Prevent downtime #177

Changaco · 2016-02-22T08:37:57Z

The site was out for about an hour this morning, and it seems to be OpenShift's fault. 😠 😞

This message appeared in the rhc tail I had running:

The system is going down for reboot in 1 minute!
This node will restart in 1 minutes. Please save your work. [Rebooting nodes via Ansible]

I see no error message indicating why the app wasn't restarted after the reboot.

rhc app restart brought the site back.

The text was updated successfully, but these errors were encountered:

Changaco · 2016-02-23T10:46:39Z

It looks like CloudFlare doesn't have alerts, they invite you to use Pingdom instead, which is probably great for Pingdom's business, but sucks for us and our users. I really wish we had our own infrastructure.

Changaco · 2016-02-29T08:55:10Z

The server rebooted again during the night. Fortunately this time I was running a monitoring script that restarted the app automatically. The site was down for about 15 minutes according to the logs, which is still an unacceptably long time.

Changaco · 2016-02-29T13:38:26Z

We've talked about this in IRC. I've sent an email to http://bearstech.com/ asking if they can provide us with an alternative to hosting on OpenShift.

Changaco · 2016-06-20T14:53:13Z

CloudFlare had some issues in Europe today, at least one of our users was affected, he got a timeout error page and reported the problem on Twitter.

ghost · 2016-06-20T14:59:04Z

Hello I'm the whiner from Twitter :-)
What about let go Cloudflare ? It's a very painful-in-the-ass product, block Tor, don't work in EU...

angristan · 2016-06-20T15:05:20Z

Why are you using openshift ? It seems pretty expensive.

angristan · 2016-06-20T15:06:31Z

@matunixe

What about let go Cloudflare ? It's a very painful-in-the-ass product, block Tor, don't work in EU...

Work perfectly in EU, it has only has issues today.

Changaco · 2016-06-20T15:28:53Z

What about let go Cloudflare ?

What would we replace it with? There are reasons why we use CloudFlare, and for the most part it does the job well.

As I've said before I wish we had our own infrastructure, but that costs time and money, and we're short on both.

It's a very painful-in-the-ass product, block Tor, don't work in EU...

We've already white-listed Tor. As for today's connectivity issues, they could have happened to any Internet service provider.

Why are you using openshift ? It seems pretty expensive.

We're using OpenShift Online, which is free. They're in the process of relaunching it with a container-based infrastructure, so their website may be confusing right now.

kindlyfire · 2016-06-20T17:15:46Z

For monitoring a website, https://www.nixstats.com/ is a nice service.

Changaco · 2016-11-07T16:32:18Z

Here's how we can work around CloudFlare's lack of alerts: instead of pinging the site every few minutes with an HTTP request, let's make the app ping a monitoring server continuously with small TCP packets. That way we can detect downtime almost instantly, without overloading the app and spamming its logs with lots of ping HTTP requests.

▶ **Stated exercise**
Carry on the forum thread about preventing site downtime, starting after its last post.

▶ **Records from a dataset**
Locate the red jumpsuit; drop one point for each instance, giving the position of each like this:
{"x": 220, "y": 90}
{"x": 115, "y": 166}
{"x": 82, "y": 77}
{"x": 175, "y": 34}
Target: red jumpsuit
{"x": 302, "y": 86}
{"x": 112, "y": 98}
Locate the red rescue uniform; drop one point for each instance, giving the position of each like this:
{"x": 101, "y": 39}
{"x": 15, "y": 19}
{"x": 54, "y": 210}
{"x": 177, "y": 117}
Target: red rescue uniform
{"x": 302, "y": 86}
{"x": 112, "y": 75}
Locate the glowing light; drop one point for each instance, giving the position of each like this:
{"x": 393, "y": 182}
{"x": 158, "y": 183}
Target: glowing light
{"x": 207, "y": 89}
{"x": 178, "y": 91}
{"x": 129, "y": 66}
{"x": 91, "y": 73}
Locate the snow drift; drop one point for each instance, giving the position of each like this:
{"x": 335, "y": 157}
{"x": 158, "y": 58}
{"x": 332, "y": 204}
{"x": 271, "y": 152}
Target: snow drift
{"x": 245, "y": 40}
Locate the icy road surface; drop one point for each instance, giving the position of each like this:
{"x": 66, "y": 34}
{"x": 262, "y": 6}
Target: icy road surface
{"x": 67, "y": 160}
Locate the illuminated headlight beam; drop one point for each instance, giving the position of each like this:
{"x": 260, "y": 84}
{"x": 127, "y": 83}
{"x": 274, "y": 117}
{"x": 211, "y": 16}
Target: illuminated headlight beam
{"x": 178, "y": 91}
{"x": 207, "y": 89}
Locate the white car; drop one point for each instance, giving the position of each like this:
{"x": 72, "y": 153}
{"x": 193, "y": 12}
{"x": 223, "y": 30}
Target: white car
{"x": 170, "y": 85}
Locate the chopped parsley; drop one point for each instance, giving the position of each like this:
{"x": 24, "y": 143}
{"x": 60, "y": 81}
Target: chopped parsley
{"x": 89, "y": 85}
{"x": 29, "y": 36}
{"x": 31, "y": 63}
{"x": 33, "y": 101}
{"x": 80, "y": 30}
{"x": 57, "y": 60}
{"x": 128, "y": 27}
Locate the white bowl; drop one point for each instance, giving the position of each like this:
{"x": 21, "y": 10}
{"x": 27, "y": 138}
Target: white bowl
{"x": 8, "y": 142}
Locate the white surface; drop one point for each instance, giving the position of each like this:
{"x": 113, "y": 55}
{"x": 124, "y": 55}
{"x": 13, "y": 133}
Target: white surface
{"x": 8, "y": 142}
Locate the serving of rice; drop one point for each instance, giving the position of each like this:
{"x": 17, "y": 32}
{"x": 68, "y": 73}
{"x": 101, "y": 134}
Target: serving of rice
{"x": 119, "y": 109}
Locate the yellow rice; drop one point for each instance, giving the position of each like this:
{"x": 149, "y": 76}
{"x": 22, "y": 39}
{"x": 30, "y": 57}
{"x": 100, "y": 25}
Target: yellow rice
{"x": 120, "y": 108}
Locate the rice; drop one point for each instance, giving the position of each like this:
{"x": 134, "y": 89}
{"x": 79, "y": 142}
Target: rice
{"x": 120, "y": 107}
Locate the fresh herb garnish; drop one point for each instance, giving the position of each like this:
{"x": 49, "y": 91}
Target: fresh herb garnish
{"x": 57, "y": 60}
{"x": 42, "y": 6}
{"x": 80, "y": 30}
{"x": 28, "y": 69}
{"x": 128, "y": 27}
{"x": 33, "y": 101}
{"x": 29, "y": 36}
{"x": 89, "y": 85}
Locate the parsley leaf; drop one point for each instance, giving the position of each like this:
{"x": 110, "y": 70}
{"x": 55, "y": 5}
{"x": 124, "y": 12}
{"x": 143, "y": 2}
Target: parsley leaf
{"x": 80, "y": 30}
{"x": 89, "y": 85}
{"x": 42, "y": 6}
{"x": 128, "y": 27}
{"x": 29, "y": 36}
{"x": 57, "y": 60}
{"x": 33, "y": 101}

▶ **Reply**
Changaco · 2016-12-03T14:03:20Z

We have another problem which is the postgresql server dying for no apparent reason. It's happened more than a few times now. I need to figure out why, and make the python code restart postgres automatically in production (instead of quitting without even sending an alert).

Changaco · 2017-01-01T10:15:36Z

Upgrading PostgreSQL may be part of the solution: liberapay/openshift-cartridge-postgres#4. We're not set up for zero-downtime upgrades though (liberapay/openshift-cartridge-postgres#5).

Changaco · 2017-01-07T10:25:00Z

I've just upgraded postgresql from 9.4.5 to 9.4.10 in production. We had a few minutes of downtime, but on the bright side #480 worked perfectly: visitors saw a proper 503 page, I received a Sentry alert, and the app recovered automatically once the new version of postgres was installed.

Changaco · 2017-01-07T20:35:23Z

There's one option we haven't considered yet: moving "down" to AWS. It's what we're currently running on through OpenShift, but getting rid of the abstraction layer would open up many possibilities.

https://aws.amazon.com/elasticbeanstalk/ and https://aws.amazon.com/rds/ seem to make it pretty easy to run a Python web app with a PostgreSQL database.

If I'm reading AWS' pricing correctly having one micro EC2 instance and one micro PostgresSQL DB costs around 3 USD per week. We could pay that. Moreover it looks like the first 12 months are free.

revi · 2017-01-08T06:45:30Z

And bandwidths.

I don't know about the bandwidth cost on openshift for now but AWS will cost some (or a lot of) dollars even when hiding behind CloudFlare.

Changaco · 2017-01-08T09:43:47Z

Thanks @revi, I hadn't seen the data transfer costs. They seem to be pretty low though.

AWS data transfer pricing:

first 1GB / month: free
up to 10TB / month: $0.09 / GB

Our CloudFlare stats: "Uncached Bandwidth | Last Month | 1 GB".

In other words even if our outbound traffic increased tenfold we'd only have to pay an extra $0.81 per month (less than $0.20 per week).

Moreover, the free tier for the first 12 months includes "15 GB of bandwidth out aggregated across all AWS services".

OpenShift doesn't cost us anything, but the version we're running on is deprecated and flawed. If the next version of OpenShift doesn't become available for production use soon and with attractive pricing (or sponsorship), then AWS seems like the best alternative.

Changaco · 2017-01-08T10:27:35Z

CloudFlare isn't our only outbound traffic though, there's also emails (Mailgun SMTP), Sentry events, API requests to MangoPay and other platforms, etc.

revi · 2017-01-08T10:36:23Z

That's good to hear, though AWS free tier is full of tricks to get full advantages of it.

For other traffics- I think it's minor compared to CF traffic. (And I think we can use AWS SES - their free tier allows 62,000 mails from their infra, making it cheaper than Mailgun.)

Changaco · 2017-01-08T10:43:18Z

Note that the 62000 "free" outbound emails per month don't include the data transfer cost, but there's no way around that, so it's indeed better than the 10000 free email per month we currently have on Mailgun.

Changaco · 2017-01-13T20:13:43Z

We've just suffered significant downtime again due to http://status.openshift.com/incidents/n6lkx92g8wyk.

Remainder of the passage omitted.